TASK STATEMENT: Copy out the items below with all their text and requests, but shift every bounding-box coordinate in the answers up by 72. Leave the pictures out of your reply.

DATA TO PROCESS:
* * * * * * *

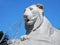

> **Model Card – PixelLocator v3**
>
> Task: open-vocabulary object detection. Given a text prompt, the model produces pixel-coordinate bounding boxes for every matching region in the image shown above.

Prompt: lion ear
[36,4,44,9]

* * * * * * *

THE RESULT:
> **Model Card – PixelLocator v3**
>
> Task: open-vocabulary object detection. Given a text prompt, the model produces pixel-coordinate bounding boxes for every matching region in the image shown above.

Prompt: lion ear
[108,76,116,81]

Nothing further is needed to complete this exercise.